What this task involves:
Gather every line of the data below that contains the string "instances", where uppercase and lowercase letters count as different.

====

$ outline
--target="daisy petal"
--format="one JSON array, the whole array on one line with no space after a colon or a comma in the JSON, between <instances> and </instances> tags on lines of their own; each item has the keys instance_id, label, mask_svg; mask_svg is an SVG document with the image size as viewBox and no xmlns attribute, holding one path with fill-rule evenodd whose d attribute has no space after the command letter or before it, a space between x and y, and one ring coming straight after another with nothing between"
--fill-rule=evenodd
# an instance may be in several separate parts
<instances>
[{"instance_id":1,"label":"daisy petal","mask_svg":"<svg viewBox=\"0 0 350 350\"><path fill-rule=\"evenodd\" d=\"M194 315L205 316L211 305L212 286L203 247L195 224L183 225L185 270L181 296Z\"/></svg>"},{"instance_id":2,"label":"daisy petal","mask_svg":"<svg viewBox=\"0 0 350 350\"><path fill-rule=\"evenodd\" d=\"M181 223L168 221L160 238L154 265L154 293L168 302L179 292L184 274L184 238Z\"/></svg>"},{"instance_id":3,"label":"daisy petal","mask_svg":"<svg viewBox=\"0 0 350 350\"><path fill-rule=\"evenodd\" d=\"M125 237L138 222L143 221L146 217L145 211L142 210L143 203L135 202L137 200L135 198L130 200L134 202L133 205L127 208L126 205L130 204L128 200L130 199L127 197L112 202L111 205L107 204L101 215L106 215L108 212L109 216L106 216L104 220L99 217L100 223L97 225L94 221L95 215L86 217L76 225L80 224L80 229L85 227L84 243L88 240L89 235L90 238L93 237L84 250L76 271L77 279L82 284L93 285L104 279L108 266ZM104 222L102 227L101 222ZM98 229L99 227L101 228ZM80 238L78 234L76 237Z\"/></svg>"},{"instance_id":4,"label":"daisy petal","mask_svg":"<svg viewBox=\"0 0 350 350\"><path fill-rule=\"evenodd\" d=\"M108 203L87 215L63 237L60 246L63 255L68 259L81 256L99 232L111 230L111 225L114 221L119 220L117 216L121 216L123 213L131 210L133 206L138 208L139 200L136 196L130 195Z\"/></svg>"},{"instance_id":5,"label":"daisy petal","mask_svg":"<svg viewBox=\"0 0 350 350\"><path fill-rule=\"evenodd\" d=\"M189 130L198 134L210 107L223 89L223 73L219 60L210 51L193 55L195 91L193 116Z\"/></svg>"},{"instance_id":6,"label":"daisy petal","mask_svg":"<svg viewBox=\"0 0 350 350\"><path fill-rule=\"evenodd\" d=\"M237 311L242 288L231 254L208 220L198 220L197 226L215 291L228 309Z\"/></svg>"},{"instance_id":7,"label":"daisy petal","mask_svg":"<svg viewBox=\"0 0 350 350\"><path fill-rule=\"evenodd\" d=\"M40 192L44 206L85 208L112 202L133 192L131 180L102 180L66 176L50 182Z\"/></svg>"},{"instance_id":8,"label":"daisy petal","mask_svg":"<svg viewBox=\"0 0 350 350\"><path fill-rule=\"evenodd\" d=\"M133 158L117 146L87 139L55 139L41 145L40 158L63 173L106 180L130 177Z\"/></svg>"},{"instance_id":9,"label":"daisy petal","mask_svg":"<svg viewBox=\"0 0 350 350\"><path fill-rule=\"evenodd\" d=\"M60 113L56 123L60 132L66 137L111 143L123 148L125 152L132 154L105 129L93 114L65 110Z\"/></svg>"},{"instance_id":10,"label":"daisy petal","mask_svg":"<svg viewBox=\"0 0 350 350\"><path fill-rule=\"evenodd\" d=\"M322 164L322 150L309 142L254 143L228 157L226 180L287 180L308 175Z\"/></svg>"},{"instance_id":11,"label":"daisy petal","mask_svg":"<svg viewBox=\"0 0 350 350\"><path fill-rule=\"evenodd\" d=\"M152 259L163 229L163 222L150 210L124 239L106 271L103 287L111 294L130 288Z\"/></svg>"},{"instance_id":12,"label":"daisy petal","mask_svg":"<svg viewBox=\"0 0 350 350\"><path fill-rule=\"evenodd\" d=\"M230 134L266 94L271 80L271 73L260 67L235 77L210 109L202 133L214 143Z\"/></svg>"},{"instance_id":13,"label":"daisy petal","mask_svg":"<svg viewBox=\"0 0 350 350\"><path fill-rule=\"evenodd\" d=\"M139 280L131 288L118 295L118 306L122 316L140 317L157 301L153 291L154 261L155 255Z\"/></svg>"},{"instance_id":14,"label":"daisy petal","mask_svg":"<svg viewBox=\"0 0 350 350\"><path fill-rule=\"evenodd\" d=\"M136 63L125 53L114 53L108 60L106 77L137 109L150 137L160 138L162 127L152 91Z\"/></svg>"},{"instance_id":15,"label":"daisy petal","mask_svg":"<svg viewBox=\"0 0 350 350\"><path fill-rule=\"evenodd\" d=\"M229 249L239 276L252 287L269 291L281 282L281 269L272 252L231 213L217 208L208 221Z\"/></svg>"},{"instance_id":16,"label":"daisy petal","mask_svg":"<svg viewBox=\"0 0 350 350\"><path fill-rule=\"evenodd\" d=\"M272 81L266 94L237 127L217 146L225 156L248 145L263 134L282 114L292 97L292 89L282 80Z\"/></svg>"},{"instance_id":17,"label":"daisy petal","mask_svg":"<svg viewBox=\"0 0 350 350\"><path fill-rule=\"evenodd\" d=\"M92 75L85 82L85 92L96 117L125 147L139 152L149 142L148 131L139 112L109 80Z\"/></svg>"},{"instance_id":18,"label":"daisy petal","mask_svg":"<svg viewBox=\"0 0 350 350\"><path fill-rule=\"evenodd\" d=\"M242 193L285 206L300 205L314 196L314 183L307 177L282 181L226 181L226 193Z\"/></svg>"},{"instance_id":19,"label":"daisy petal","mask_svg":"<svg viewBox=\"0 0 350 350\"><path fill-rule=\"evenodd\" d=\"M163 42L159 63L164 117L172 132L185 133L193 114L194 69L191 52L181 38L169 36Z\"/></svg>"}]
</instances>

====

Result below:
--format="one JSON array, the whole array on one line with no space after a colon or a comma in the JSON, between <instances> and </instances> tags on lines of their own; each item has the keys instance_id, label, mask_svg; mask_svg is an SVG document with the image size as viewBox and no xmlns attribute, holding one path with fill-rule evenodd whose d attribute has no space after the command letter or before it, a space between x and y, and one ring coming straight after another with nothing between"
<instances>
</instances>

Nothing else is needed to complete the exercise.